Turn the lines of the material below, starting at the line containing "of the sunglasses." and ending at the line containing "pixel 523 281", into a numbered list, with both of those lines included. Leave out blank lines and anything outside that span.

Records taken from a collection
* * * * *

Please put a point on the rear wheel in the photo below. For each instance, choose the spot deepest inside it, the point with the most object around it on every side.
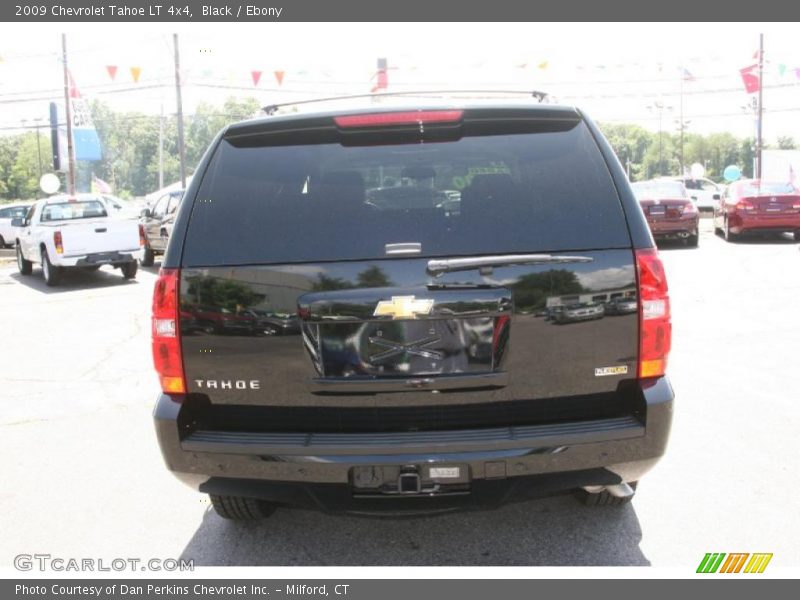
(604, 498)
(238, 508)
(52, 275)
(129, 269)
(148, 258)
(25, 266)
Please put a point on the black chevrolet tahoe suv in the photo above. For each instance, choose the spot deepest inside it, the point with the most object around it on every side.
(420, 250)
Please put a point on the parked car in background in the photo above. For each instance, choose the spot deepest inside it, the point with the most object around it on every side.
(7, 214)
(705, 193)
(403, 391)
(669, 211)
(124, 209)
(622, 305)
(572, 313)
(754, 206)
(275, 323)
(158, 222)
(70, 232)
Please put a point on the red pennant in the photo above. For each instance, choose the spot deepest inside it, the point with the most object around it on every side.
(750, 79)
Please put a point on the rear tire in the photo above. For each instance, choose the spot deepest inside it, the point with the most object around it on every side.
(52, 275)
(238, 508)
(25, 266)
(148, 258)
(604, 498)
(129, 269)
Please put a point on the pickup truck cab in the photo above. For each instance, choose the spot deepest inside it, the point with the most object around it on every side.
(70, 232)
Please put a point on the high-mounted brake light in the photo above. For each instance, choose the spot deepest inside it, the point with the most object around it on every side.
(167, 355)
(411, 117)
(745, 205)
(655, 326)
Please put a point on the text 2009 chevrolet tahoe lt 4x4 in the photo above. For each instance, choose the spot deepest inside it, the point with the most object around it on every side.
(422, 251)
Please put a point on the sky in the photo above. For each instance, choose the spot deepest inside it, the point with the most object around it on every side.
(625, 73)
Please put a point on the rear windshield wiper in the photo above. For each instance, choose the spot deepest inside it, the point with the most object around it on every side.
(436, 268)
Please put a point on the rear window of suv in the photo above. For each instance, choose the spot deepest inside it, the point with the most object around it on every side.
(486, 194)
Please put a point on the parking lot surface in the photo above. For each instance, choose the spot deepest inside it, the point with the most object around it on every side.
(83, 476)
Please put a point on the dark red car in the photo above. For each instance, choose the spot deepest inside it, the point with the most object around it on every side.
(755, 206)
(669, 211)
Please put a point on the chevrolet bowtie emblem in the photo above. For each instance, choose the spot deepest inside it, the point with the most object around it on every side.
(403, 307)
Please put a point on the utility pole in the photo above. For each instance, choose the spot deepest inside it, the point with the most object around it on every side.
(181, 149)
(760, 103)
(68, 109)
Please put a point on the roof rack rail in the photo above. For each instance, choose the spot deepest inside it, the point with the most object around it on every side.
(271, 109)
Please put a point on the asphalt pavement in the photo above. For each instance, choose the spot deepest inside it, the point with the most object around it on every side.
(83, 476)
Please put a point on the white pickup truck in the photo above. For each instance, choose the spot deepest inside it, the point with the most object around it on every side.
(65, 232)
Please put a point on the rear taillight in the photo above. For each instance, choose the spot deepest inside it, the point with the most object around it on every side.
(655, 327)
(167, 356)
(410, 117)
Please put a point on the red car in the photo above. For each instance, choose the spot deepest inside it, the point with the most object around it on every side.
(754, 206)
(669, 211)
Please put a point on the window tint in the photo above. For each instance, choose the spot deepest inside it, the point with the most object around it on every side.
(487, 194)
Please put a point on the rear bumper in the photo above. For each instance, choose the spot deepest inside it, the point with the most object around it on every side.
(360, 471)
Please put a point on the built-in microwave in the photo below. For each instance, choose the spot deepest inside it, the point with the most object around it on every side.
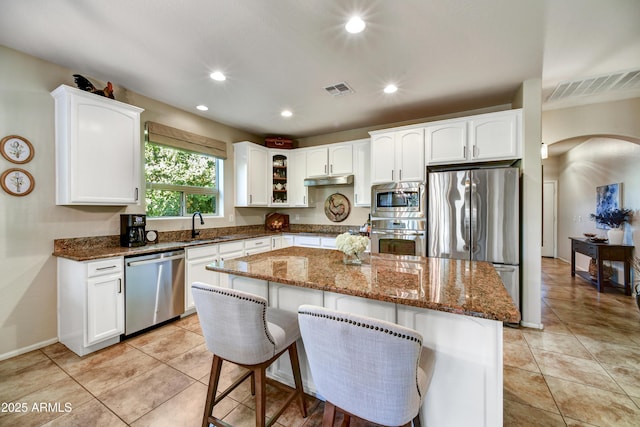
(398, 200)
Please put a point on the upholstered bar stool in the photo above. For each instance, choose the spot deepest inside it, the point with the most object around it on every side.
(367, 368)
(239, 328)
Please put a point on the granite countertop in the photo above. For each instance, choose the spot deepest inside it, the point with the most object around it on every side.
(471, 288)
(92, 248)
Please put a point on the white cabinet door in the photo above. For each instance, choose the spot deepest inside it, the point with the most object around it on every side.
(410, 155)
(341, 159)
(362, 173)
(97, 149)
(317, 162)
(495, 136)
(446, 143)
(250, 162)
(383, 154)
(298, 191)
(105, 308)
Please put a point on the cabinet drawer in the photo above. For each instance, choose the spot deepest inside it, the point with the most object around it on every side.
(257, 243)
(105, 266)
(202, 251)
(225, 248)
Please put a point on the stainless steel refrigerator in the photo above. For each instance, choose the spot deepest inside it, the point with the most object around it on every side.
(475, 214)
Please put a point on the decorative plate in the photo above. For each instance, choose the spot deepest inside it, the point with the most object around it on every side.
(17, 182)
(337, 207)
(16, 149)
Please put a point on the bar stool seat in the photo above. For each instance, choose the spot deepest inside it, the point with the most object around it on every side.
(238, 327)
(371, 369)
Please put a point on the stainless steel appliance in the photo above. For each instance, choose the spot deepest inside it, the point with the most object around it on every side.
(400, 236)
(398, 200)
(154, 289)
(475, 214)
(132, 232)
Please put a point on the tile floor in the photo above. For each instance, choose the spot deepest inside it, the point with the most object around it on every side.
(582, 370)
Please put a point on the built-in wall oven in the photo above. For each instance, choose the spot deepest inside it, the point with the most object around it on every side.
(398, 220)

* * * * *

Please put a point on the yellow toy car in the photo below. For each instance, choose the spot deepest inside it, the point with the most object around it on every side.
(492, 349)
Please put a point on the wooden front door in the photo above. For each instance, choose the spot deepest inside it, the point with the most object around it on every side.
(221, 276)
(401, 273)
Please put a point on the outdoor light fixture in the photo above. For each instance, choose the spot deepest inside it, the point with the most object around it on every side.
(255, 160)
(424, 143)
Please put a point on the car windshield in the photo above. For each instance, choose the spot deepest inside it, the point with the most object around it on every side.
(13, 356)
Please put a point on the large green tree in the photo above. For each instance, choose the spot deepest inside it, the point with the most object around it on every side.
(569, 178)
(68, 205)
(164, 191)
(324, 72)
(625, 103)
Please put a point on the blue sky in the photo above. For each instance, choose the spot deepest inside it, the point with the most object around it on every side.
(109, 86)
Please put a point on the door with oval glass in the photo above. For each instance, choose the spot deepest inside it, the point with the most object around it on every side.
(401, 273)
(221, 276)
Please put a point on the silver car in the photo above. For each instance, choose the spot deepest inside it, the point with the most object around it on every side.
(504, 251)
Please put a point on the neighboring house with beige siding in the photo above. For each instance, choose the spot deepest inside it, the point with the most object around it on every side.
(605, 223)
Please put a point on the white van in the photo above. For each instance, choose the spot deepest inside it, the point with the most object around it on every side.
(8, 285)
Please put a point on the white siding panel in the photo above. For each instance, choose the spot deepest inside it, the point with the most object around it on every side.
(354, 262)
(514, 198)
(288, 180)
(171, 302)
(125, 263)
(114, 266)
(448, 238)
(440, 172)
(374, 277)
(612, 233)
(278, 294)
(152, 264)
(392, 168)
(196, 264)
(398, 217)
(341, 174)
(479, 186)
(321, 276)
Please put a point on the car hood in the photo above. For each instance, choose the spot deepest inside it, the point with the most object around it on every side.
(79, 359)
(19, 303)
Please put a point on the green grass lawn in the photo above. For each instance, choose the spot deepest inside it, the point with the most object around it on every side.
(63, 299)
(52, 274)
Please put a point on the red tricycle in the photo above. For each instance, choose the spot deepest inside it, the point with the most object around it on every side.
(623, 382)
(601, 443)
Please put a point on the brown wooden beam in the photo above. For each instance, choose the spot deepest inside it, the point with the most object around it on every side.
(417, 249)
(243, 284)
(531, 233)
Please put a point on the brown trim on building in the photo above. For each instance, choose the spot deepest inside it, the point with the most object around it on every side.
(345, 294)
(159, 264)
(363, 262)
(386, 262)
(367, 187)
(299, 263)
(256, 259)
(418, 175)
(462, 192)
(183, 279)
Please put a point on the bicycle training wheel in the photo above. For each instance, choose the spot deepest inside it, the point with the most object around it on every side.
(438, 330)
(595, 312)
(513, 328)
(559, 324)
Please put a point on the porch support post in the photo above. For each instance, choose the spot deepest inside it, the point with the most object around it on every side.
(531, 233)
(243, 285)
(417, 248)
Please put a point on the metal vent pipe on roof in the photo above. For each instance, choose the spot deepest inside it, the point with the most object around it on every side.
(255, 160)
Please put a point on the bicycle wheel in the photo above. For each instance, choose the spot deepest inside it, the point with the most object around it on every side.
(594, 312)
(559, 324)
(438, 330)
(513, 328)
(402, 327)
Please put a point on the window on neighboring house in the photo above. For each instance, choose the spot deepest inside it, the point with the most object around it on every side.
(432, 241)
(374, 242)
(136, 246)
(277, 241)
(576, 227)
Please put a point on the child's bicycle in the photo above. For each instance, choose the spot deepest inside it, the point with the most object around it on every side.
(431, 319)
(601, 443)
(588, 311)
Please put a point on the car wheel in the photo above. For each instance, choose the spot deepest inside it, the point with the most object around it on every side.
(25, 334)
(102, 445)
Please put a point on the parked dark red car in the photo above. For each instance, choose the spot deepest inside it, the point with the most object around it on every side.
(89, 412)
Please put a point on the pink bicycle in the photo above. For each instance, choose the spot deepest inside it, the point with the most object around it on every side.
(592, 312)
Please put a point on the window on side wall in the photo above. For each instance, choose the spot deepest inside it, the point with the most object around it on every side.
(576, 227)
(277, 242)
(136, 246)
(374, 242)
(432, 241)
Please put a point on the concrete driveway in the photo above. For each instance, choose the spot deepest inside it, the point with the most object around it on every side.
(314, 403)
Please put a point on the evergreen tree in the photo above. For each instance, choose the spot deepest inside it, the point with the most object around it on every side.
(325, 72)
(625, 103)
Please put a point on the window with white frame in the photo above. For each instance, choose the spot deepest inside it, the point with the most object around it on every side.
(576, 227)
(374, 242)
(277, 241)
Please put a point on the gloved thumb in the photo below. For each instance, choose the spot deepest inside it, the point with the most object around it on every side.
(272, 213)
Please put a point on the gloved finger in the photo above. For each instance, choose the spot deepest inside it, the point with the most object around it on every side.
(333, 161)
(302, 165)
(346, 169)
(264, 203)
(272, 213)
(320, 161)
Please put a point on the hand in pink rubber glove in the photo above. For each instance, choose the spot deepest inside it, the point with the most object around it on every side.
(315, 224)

* * * * *

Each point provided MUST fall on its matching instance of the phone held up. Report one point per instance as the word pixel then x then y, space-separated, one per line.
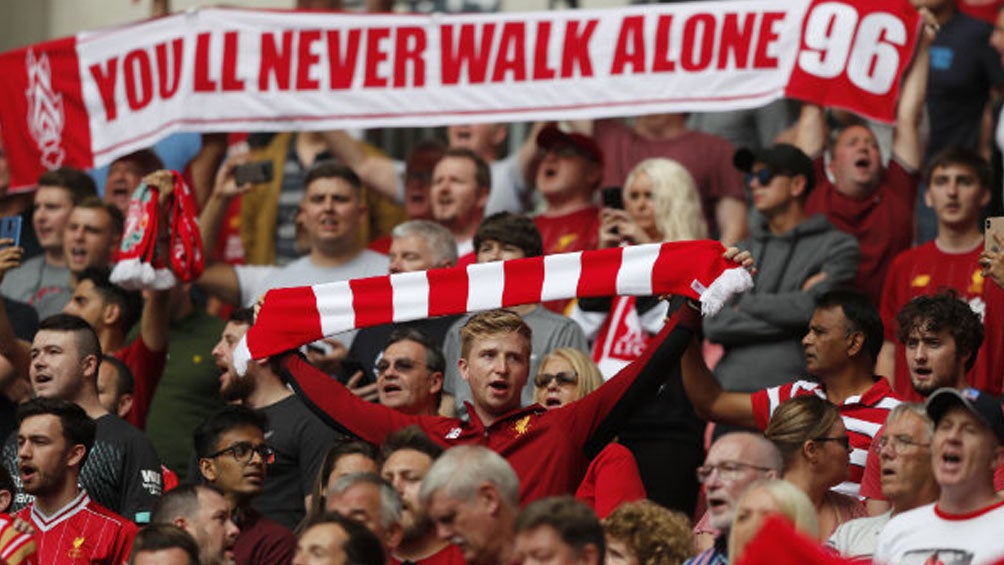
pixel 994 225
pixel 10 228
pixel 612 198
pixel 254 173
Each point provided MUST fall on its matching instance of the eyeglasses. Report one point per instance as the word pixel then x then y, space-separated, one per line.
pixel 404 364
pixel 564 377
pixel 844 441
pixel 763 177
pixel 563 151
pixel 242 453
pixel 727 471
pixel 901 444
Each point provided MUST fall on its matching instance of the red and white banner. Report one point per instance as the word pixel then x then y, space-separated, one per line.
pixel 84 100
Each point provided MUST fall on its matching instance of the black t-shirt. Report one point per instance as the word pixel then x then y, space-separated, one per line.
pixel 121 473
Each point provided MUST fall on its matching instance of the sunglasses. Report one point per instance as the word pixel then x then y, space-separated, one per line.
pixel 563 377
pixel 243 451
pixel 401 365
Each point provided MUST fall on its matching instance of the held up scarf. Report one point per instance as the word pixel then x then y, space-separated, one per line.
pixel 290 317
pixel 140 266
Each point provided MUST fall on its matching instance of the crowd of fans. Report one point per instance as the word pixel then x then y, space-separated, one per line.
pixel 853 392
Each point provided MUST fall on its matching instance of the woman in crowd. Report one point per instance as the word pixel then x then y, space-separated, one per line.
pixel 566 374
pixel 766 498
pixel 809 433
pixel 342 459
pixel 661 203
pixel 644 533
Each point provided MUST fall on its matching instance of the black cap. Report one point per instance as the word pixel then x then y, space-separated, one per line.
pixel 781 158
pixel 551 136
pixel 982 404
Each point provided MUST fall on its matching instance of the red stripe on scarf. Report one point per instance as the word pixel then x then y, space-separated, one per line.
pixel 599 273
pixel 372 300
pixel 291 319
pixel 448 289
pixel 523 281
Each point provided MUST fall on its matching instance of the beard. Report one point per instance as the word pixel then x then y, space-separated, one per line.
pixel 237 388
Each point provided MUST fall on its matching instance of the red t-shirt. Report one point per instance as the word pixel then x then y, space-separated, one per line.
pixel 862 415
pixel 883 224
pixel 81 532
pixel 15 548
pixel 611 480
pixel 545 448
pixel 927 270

* * * * *

RESULT FOR THIS EXERCISE:
1. Each point provided MUST fall on its matching instance of the sunglasses. Report one point per instance as the word pixel then x then y, space-separated, one per line.
2. pixel 563 377
3. pixel 243 451
4. pixel 401 365
5. Each point provided MUST fall on its matching instance of the held up scarf. Report one point per instance as the word pixel then x then y, space-separated, one per line.
6. pixel 290 317
7. pixel 140 266
8. Each point provided MUST fall on its matching instance of the crowd of fans. Report one point per instance as the word pixel then x then y, space-separated, one per line.
9. pixel 853 392
10. Each point provided MUST fall on its matching instance of the woman in crowd. Report one point per instance as the word pixel then x then y, space-separated, one per line.
11. pixel 566 374
12. pixel 766 498
13. pixel 809 433
14. pixel 342 459
15. pixel 661 203
16. pixel 644 533
17. Each point provided MUST fall on its matching instance of the black cap. Report one point per instance as the word pixel then x then y, space-separated, one per line.
18. pixel 781 158
19. pixel 551 136
20. pixel 982 404
21. Each point provided MUST fall on its matching instance of the red stripe on scarf. Report one point per instance as the word pixel then x then y, space-separated, one per line.
22. pixel 599 273
23. pixel 372 300
24. pixel 291 319
25. pixel 448 289
26. pixel 523 281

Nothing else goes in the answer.